* Instructions to follow *
Reproduce all of the following data verbatim, line for line, omitting the pictures.

Entries from a point annotation dataset:
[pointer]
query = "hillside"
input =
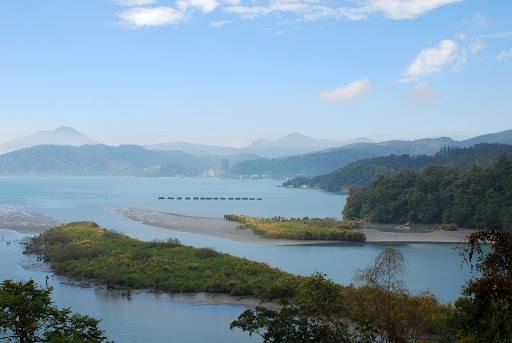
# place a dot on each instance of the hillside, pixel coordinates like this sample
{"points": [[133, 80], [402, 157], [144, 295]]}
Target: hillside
{"points": [[364, 172], [291, 144], [327, 161], [60, 136], [472, 198]]}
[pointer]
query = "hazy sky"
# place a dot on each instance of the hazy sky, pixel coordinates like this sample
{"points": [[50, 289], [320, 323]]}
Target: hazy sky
{"points": [[228, 72]]}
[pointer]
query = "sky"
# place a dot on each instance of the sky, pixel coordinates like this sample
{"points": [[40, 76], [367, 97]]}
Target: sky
{"points": [[227, 72]]}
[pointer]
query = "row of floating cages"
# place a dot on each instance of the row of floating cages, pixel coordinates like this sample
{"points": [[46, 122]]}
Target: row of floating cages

* Exercise solution *
[pointer]
query = "hillside"
input =
# place a dot on each instance of the hillside, pixel coordinates like this sample
{"points": [[133, 80], [402, 157], [144, 295]]}
Target: hillside
{"points": [[364, 172], [291, 144], [327, 161], [60, 136], [472, 198]]}
[pointer]
query = "hazy sky"
# place a dot on each instance of the hazy sky, pixel coordinates like this sample
{"points": [[50, 289], [320, 323]]}
Target: hazy sky
{"points": [[228, 72]]}
[pointer]
query = "sky"
# place a dot on each instance of the sky, pixel coordinates like this sample
{"points": [[40, 76], [367, 97]]}
Target: sky
{"points": [[227, 72]]}
[pointer]
query = "row of floating cages"
# place a dot on each instance of the row of floating cages, pixel coordinates like this sample
{"points": [[46, 122]]}
Target: row of floating cages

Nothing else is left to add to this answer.